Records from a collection
○ ○ ○ ○
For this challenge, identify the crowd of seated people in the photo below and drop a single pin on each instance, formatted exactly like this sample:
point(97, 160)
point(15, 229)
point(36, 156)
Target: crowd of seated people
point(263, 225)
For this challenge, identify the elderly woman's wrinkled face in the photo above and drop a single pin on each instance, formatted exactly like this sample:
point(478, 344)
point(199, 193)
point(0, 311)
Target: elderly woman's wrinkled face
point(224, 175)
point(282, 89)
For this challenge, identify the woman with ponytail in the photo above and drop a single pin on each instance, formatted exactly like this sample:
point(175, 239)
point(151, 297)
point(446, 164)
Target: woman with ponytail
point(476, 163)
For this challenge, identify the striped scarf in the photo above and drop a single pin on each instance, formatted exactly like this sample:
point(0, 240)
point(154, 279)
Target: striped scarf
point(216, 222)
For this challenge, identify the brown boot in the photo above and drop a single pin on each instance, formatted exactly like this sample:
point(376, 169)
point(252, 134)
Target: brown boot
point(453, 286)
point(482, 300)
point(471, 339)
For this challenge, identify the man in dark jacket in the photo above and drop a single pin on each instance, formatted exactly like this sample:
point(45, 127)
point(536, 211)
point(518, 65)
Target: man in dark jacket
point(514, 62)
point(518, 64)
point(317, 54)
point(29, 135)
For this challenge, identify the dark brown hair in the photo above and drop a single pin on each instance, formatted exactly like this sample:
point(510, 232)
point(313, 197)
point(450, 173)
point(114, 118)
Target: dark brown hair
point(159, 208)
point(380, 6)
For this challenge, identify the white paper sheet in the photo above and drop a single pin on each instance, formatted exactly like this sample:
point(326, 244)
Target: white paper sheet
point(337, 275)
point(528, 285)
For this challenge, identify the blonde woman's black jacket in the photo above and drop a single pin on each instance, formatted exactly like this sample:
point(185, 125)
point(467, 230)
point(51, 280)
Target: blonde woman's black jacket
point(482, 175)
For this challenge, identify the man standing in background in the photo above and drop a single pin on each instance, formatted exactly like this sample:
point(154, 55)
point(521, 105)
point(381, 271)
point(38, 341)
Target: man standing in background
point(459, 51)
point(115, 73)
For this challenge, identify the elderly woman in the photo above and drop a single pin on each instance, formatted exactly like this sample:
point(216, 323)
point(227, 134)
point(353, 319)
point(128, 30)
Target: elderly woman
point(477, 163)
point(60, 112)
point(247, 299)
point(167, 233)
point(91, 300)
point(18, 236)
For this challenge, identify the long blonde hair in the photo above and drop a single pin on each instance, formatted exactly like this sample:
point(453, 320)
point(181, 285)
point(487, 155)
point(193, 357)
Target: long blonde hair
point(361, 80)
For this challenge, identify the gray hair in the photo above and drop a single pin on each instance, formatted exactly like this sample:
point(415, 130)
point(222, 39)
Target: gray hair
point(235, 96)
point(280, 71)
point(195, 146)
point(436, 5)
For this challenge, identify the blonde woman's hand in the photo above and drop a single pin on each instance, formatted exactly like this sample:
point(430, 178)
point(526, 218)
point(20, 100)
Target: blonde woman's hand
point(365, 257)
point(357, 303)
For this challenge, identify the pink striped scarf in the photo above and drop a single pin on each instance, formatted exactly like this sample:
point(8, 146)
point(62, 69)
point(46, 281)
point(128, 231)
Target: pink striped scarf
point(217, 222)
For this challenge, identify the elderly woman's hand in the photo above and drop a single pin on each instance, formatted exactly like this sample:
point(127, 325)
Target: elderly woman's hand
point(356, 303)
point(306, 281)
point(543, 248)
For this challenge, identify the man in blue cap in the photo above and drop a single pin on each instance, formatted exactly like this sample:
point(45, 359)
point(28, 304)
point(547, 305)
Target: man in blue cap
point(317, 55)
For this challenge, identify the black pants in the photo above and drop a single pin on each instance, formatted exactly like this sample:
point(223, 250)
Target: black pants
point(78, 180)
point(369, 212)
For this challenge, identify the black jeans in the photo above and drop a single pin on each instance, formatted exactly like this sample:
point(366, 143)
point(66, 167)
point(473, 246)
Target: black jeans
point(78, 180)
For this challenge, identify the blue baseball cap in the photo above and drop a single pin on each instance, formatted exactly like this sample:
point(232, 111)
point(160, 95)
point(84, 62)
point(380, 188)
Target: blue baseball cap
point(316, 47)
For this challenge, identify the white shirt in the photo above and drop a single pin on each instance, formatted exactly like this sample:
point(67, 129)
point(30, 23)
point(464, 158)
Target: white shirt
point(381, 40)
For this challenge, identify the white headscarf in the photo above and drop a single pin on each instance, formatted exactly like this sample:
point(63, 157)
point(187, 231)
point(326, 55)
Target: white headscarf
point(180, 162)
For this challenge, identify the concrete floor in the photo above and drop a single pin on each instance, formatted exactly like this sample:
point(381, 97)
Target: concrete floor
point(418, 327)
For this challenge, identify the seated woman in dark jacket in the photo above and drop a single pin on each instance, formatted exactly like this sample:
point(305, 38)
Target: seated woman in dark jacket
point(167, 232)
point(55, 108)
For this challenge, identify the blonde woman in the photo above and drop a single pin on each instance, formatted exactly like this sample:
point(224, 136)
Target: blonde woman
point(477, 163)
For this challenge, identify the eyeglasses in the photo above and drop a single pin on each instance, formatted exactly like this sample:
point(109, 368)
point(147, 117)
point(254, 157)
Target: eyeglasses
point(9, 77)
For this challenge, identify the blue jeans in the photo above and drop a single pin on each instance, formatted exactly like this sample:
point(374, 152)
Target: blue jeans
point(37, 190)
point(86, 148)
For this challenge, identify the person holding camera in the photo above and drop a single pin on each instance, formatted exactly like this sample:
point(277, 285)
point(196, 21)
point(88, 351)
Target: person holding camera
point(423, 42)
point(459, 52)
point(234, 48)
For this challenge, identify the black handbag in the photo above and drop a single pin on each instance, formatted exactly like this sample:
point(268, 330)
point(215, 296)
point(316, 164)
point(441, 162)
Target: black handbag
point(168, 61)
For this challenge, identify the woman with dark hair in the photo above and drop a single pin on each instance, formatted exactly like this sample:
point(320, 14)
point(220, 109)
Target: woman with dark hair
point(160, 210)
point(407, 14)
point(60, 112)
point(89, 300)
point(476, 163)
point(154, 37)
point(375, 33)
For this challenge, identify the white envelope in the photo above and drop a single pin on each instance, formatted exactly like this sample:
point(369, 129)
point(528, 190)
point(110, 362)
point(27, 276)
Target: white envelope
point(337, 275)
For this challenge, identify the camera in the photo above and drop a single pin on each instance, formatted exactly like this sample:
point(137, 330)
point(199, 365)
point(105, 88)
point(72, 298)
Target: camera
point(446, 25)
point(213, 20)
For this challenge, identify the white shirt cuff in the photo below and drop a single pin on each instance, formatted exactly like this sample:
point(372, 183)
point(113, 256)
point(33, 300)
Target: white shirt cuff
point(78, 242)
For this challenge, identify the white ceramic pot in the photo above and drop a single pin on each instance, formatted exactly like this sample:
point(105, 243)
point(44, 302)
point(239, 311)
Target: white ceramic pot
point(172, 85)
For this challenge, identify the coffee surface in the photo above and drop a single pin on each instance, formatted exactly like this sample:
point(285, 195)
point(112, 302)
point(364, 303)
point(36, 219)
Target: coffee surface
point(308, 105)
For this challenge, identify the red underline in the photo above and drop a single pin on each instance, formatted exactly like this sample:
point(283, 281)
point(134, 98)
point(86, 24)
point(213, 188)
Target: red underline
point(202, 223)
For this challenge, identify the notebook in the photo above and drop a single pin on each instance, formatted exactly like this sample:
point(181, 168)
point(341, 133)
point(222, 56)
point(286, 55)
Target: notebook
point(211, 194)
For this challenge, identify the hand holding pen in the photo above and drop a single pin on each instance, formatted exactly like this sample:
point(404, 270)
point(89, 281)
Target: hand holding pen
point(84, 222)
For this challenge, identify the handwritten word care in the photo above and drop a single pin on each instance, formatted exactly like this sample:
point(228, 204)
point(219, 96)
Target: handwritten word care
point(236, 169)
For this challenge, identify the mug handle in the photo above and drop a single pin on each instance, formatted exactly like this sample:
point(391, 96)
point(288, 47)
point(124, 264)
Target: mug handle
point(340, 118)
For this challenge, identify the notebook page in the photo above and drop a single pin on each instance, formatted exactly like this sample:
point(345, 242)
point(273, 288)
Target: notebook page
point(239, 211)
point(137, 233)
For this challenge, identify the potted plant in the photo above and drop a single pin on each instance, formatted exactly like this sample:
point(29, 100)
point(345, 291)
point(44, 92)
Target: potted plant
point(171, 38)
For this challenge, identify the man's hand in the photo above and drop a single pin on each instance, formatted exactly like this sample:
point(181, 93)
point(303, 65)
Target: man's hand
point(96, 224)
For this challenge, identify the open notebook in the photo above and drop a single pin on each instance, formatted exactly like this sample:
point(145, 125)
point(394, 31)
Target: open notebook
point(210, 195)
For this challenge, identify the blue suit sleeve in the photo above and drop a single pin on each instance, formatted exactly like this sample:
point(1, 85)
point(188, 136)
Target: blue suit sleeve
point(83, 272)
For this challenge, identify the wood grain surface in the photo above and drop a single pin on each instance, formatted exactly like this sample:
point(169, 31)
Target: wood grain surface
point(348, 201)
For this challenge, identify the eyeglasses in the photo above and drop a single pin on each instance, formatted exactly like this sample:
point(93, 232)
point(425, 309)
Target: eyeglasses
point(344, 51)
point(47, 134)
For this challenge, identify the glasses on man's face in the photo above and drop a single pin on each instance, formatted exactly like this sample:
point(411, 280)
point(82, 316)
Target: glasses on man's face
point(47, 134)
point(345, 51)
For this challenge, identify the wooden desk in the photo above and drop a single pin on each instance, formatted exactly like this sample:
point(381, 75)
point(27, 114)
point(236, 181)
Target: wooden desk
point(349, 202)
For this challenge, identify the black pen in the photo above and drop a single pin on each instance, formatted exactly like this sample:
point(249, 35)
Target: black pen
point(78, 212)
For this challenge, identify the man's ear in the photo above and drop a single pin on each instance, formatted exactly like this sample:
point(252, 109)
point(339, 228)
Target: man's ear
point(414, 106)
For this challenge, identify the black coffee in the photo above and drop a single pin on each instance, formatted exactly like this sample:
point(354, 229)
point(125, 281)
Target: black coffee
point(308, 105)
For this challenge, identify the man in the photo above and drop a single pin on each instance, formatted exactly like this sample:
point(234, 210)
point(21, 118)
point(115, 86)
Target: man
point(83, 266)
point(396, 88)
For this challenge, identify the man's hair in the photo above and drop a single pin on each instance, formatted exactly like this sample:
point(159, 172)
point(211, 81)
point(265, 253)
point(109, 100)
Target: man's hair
○ ○ ○ ○
EXERCISE:
Above are the records; from them, give again exactly the lines from the one containing "point(313, 197)" through the one containing "point(185, 125)", both included.

PROBLEM SOLUTION:
point(313, 197)
point(450, 173)
point(114, 118)
Target: dark brown hair
point(159, 208)
point(380, 6)
For this challenge, identify the white paper sheet in the photo above and drop a single pin on each instance, formatted exactly like this sample:
point(326, 244)
Target: white paper sheet
point(337, 275)
point(528, 285)
For this challenge, identify the blonde woman's black jacket in the photo above and drop a single pin on each instance, formatted exactly like this sample:
point(185, 125)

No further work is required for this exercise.